§ Directions:
Repeat the lines below word for word, starting at the line that contains "Tag every instance of the row" and continuing through the last line. Leave the pictures out of your answer.

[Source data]
═══

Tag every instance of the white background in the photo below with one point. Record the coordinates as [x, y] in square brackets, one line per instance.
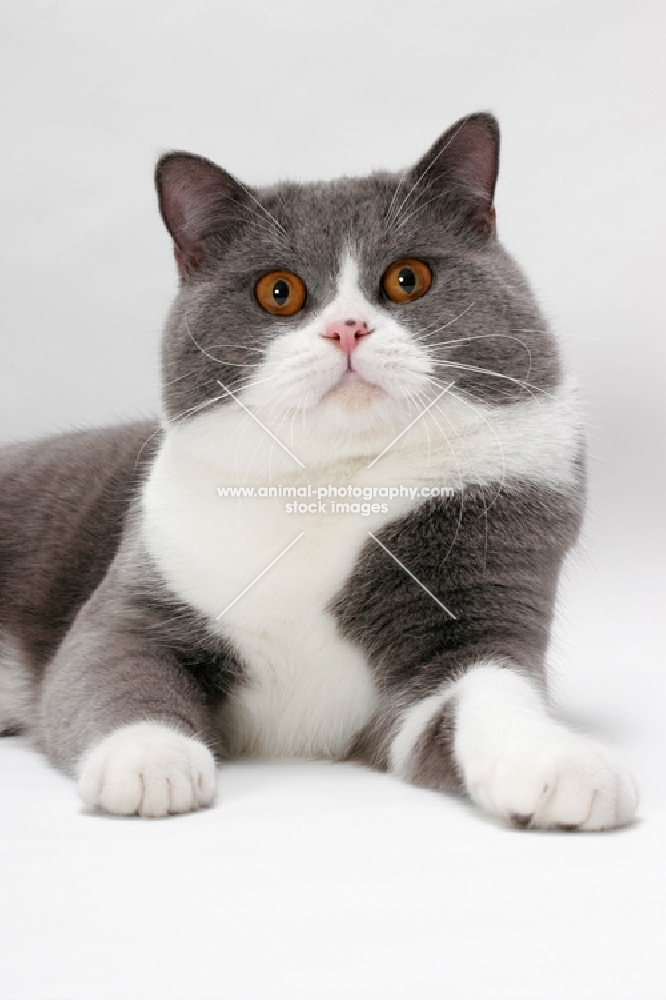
[312, 880]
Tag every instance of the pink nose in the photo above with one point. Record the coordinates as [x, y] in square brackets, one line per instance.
[346, 333]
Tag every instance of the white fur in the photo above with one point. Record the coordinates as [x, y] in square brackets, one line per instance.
[518, 762]
[413, 723]
[150, 769]
[308, 689]
[16, 689]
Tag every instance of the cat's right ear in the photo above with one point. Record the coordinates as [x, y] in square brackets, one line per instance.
[197, 200]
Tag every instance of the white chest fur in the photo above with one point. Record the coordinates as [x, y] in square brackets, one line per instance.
[308, 689]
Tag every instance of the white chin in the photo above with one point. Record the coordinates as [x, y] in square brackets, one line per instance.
[354, 391]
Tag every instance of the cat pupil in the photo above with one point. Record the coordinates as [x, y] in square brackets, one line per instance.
[407, 279]
[280, 292]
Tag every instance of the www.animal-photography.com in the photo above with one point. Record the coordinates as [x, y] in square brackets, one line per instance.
[331, 492]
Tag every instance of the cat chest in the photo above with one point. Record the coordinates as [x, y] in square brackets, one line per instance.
[265, 577]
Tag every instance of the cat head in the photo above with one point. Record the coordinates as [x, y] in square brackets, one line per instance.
[337, 311]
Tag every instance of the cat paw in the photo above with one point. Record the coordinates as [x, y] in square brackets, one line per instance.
[149, 769]
[553, 778]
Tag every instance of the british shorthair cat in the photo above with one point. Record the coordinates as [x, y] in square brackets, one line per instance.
[344, 536]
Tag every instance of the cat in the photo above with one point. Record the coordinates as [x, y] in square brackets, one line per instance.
[172, 594]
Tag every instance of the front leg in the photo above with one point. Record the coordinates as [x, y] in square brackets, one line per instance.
[489, 733]
[125, 713]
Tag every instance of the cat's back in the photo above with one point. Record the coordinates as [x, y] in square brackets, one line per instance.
[63, 501]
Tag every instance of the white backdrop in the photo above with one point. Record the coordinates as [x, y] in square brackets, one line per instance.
[311, 880]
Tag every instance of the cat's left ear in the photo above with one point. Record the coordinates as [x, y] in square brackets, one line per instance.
[464, 162]
[198, 200]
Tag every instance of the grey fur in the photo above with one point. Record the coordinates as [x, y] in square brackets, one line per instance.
[105, 640]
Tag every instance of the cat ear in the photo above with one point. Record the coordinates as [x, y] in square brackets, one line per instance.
[465, 161]
[197, 199]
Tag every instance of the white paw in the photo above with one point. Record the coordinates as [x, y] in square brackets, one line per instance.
[149, 769]
[544, 776]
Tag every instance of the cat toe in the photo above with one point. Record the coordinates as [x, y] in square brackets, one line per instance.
[554, 779]
[150, 770]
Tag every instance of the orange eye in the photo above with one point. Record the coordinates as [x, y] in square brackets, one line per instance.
[281, 293]
[406, 280]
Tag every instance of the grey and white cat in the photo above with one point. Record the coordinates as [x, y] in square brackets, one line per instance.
[370, 335]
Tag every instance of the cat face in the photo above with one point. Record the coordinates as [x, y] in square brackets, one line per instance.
[347, 306]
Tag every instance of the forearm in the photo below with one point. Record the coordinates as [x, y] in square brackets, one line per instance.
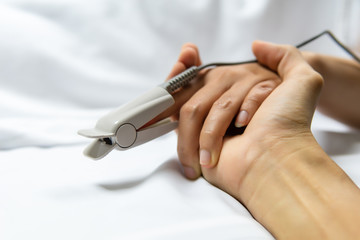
[341, 93]
[300, 193]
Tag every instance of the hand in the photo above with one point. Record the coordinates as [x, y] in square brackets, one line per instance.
[209, 105]
[277, 169]
[283, 119]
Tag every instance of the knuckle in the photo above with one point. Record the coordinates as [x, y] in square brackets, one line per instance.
[224, 103]
[190, 110]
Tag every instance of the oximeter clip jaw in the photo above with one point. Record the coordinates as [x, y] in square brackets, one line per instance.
[125, 127]
[122, 129]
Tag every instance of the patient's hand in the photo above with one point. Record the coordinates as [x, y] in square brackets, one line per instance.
[277, 169]
[207, 107]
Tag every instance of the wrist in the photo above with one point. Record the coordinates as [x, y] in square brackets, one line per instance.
[297, 194]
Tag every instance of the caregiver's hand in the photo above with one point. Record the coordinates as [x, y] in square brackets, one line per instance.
[210, 103]
[277, 169]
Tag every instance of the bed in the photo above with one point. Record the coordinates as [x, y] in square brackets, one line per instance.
[65, 63]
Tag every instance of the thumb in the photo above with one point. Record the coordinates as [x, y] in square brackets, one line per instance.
[301, 84]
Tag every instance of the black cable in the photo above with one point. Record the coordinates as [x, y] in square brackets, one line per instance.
[185, 77]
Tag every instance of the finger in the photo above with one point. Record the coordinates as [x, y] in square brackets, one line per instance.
[254, 99]
[192, 116]
[300, 82]
[217, 122]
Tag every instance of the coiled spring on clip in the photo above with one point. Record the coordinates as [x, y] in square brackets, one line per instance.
[180, 80]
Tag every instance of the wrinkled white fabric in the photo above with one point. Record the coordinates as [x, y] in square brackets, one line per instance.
[64, 63]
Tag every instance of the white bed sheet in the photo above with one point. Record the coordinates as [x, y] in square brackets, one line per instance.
[65, 63]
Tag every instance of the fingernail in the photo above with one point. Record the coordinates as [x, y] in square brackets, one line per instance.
[241, 119]
[205, 157]
[190, 172]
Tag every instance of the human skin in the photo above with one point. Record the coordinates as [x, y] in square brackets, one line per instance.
[209, 117]
[206, 107]
[277, 169]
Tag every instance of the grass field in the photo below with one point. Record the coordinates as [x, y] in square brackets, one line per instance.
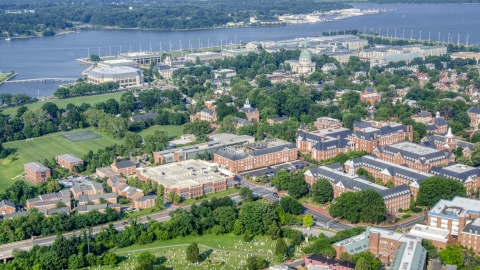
[215, 248]
[62, 103]
[50, 146]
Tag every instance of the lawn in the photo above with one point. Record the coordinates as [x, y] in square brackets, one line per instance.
[45, 147]
[52, 145]
[62, 103]
[215, 249]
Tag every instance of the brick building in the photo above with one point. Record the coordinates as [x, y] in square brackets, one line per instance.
[394, 198]
[49, 200]
[250, 112]
[88, 189]
[277, 120]
[332, 263]
[36, 172]
[324, 144]
[68, 161]
[7, 208]
[205, 114]
[474, 114]
[397, 174]
[102, 208]
[370, 95]
[448, 143]
[255, 155]
[189, 179]
[145, 202]
[126, 167]
[382, 243]
[369, 134]
[327, 122]
[96, 198]
[413, 155]
[216, 142]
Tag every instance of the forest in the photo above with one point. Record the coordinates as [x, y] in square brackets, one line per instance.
[52, 15]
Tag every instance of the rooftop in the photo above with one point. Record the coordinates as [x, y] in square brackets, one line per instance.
[432, 233]
[457, 207]
[185, 174]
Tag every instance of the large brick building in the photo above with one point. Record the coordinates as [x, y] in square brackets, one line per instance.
[382, 243]
[69, 161]
[325, 143]
[7, 208]
[367, 134]
[36, 172]
[474, 114]
[394, 198]
[447, 142]
[205, 114]
[413, 155]
[189, 179]
[395, 173]
[460, 217]
[250, 112]
[255, 155]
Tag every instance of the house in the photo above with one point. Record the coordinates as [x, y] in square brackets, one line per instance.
[474, 114]
[126, 167]
[7, 208]
[250, 112]
[88, 189]
[69, 161]
[36, 172]
[97, 198]
[145, 202]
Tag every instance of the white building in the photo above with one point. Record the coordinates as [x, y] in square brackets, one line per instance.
[304, 65]
[125, 76]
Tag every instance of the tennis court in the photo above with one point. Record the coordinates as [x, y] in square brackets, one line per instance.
[81, 136]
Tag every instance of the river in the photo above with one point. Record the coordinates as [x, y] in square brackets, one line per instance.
[54, 57]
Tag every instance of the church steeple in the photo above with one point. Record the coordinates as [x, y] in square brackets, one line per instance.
[247, 104]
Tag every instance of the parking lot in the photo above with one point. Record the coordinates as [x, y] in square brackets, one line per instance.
[272, 170]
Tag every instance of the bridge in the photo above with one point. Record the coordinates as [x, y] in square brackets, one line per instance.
[44, 80]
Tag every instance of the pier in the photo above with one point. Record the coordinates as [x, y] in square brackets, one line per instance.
[44, 80]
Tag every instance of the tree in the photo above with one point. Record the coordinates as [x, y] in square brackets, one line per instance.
[281, 247]
[146, 259]
[290, 205]
[322, 191]
[435, 188]
[308, 220]
[246, 194]
[193, 253]
[452, 254]
[110, 259]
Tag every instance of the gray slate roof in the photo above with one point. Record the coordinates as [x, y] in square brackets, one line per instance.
[6, 203]
[238, 155]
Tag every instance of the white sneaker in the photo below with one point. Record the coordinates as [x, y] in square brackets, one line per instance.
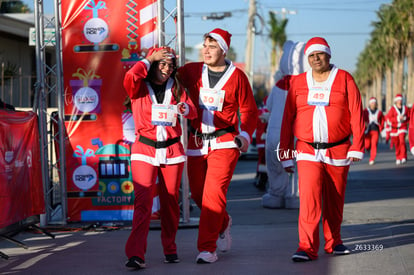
[206, 257]
[224, 240]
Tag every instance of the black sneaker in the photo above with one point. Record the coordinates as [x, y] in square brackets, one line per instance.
[341, 249]
[171, 259]
[135, 263]
[301, 256]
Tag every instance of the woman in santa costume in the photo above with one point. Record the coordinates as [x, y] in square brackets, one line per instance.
[411, 131]
[398, 117]
[157, 152]
[224, 126]
[323, 110]
[374, 123]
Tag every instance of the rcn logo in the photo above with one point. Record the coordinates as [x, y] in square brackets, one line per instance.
[95, 30]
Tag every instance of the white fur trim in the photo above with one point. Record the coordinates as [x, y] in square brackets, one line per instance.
[373, 100]
[147, 63]
[262, 168]
[288, 163]
[355, 154]
[317, 48]
[220, 41]
[322, 158]
[155, 162]
[187, 108]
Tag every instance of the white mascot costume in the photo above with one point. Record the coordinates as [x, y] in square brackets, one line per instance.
[283, 189]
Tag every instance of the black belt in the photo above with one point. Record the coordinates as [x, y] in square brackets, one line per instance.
[324, 145]
[158, 144]
[215, 134]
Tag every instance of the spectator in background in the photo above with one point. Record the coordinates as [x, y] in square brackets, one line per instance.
[261, 171]
[292, 62]
[374, 123]
[411, 131]
[398, 117]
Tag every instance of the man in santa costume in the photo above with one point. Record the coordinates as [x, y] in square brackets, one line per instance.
[226, 120]
[398, 117]
[323, 110]
[157, 152]
[411, 131]
[374, 123]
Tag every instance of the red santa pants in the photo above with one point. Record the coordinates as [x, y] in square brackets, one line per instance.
[321, 190]
[371, 143]
[144, 177]
[209, 178]
[261, 161]
[400, 147]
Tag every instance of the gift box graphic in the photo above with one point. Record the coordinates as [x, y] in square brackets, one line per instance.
[86, 92]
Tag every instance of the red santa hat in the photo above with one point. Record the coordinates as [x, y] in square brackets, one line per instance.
[222, 37]
[372, 100]
[170, 52]
[398, 97]
[317, 44]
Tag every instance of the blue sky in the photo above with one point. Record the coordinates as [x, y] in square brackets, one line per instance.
[346, 24]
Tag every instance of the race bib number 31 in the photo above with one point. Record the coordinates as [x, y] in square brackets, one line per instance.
[164, 114]
[211, 99]
[319, 96]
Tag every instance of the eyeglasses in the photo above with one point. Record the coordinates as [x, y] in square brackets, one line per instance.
[170, 66]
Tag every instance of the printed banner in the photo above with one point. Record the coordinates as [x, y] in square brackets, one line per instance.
[21, 188]
[101, 40]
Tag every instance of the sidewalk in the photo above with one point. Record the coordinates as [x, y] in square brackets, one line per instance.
[378, 226]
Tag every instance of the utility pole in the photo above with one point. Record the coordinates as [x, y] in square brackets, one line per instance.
[250, 42]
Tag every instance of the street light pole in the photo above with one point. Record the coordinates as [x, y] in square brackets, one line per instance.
[250, 42]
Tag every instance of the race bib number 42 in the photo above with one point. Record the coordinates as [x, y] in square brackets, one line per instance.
[164, 114]
[211, 99]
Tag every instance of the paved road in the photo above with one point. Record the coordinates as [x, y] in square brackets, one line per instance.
[378, 225]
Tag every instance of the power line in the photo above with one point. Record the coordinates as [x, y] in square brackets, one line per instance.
[294, 34]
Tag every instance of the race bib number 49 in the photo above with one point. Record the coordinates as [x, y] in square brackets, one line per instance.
[319, 96]
[164, 114]
[211, 99]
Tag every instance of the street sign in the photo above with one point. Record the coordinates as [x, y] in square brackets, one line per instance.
[49, 37]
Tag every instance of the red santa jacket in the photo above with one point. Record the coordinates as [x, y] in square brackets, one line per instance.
[334, 123]
[142, 100]
[411, 131]
[398, 125]
[373, 118]
[238, 97]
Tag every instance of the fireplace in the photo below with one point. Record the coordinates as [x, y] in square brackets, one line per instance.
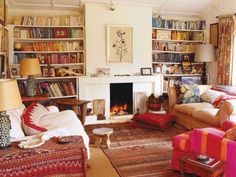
[121, 99]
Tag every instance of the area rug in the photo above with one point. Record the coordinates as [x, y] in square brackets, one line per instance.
[140, 152]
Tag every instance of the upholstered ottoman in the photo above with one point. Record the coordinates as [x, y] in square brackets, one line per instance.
[51, 159]
[160, 121]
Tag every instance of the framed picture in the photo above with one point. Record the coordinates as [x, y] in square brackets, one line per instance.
[103, 71]
[119, 44]
[146, 71]
[2, 12]
[48, 72]
[214, 34]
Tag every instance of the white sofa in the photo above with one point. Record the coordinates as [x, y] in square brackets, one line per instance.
[66, 120]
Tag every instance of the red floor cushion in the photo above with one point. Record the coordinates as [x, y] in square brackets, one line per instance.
[160, 121]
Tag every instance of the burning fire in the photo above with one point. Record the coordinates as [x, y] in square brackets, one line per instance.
[119, 110]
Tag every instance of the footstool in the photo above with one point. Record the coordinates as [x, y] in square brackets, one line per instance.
[158, 121]
[101, 134]
[50, 159]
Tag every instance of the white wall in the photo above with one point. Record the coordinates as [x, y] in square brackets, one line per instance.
[218, 7]
[97, 17]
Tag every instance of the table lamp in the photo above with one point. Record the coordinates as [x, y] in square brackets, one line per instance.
[9, 99]
[204, 53]
[30, 67]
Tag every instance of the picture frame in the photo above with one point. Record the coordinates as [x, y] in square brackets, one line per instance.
[214, 32]
[146, 71]
[47, 74]
[119, 44]
[2, 12]
[103, 71]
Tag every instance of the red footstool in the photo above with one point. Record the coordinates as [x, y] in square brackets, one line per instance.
[159, 121]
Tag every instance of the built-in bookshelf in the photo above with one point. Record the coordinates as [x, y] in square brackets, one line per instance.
[57, 87]
[173, 48]
[58, 42]
[3, 51]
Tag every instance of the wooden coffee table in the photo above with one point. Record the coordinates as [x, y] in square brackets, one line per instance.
[100, 133]
[212, 168]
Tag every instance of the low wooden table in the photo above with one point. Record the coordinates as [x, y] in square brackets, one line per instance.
[74, 104]
[101, 133]
[213, 168]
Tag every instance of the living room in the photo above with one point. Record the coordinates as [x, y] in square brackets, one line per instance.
[89, 51]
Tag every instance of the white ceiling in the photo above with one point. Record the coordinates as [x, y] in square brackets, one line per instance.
[184, 7]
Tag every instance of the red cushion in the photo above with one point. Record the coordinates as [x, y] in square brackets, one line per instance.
[31, 119]
[160, 121]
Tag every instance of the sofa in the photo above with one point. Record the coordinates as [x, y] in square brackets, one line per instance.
[203, 141]
[201, 114]
[47, 123]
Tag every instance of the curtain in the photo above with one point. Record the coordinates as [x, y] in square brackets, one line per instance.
[226, 50]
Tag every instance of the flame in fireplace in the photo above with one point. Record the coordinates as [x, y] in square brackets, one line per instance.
[119, 109]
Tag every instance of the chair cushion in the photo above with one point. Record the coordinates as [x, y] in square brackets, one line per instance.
[160, 121]
[207, 115]
[189, 94]
[32, 117]
[188, 108]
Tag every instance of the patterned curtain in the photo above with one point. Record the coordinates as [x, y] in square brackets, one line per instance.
[226, 48]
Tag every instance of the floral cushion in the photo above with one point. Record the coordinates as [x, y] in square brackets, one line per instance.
[189, 94]
[210, 96]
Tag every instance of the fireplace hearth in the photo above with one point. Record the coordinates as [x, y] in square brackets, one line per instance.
[121, 99]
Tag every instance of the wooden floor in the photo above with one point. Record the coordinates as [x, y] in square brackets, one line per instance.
[100, 165]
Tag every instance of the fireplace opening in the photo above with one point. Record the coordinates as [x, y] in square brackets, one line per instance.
[121, 99]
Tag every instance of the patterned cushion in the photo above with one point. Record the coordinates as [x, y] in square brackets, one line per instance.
[210, 96]
[31, 119]
[189, 94]
[159, 121]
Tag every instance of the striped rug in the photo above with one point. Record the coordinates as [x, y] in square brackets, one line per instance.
[140, 152]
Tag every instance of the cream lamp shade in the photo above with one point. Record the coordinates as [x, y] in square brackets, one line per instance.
[204, 53]
[9, 95]
[30, 66]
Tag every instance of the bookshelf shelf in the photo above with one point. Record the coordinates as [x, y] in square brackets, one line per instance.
[173, 43]
[59, 44]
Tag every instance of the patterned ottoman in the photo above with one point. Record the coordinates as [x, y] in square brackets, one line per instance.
[159, 121]
[50, 159]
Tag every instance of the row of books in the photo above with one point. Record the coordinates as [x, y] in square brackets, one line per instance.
[53, 89]
[179, 24]
[178, 47]
[24, 33]
[172, 57]
[178, 35]
[53, 46]
[61, 58]
[49, 21]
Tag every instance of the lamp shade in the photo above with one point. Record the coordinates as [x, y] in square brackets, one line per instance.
[204, 53]
[30, 66]
[9, 95]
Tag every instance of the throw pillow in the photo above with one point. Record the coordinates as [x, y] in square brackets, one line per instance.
[189, 94]
[231, 134]
[210, 96]
[159, 121]
[31, 119]
[16, 131]
[220, 99]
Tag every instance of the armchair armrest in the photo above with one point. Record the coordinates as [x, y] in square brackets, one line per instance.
[226, 109]
[171, 91]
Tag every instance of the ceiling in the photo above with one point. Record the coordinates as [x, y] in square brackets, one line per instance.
[184, 7]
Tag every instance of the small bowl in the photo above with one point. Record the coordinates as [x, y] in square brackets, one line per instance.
[202, 157]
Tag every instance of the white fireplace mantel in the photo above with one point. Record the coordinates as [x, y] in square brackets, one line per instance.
[91, 88]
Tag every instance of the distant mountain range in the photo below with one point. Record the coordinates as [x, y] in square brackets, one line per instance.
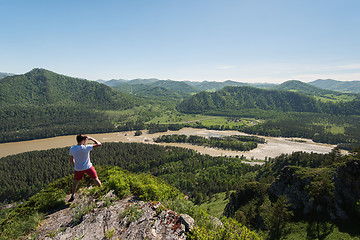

═══

§ Complete output:
Tag every instance of the row of books in the photo above with one point. Record the coordinates as [x, y] in square brackets, one line per instance.
[53, 89]
[179, 24]
[178, 47]
[24, 33]
[172, 57]
[178, 35]
[53, 46]
[61, 58]
[49, 21]
Tag every instance of the lamp shade in the photo above with one point. Record the coordinates as [x, y] in square brackets, one line per instance.
[204, 53]
[30, 66]
[9, 95]
Tag every instance of the throw pillow in the photo above with one point. Record the coordinates as [x, y] in square brackets, one line per instance.
[189, 94]
[231, 134]
[210, 96]
[159, 121]
[31, 119]
[16, 131]
[220, 99]
Tag every instance of the armchair armrest in the photo above with one point. Record the coordinates as [x, y] in square brackets, one line per instance.
[226, 109]
[171, 91]
Tag every instance of the ceiling in the photo above with one point. Record the coordinates as [x, y] in square brackets, one line per instance.
[184, 7]
Tag every instance of the small bowl in the photo above with one point. Record the coordinates as [x, y] in square brackets, one line per instance.
[202, 157]
Tag every instance of the white fireplace mantel in the photo above with one point. Record the coordinates as [x, y] in square brackets, one line per instance.
[91, 88]
Tag every instance of the distant mountain range in the photo below with one point. Record the coordinates as [x, y] in square brackets, one line per instance.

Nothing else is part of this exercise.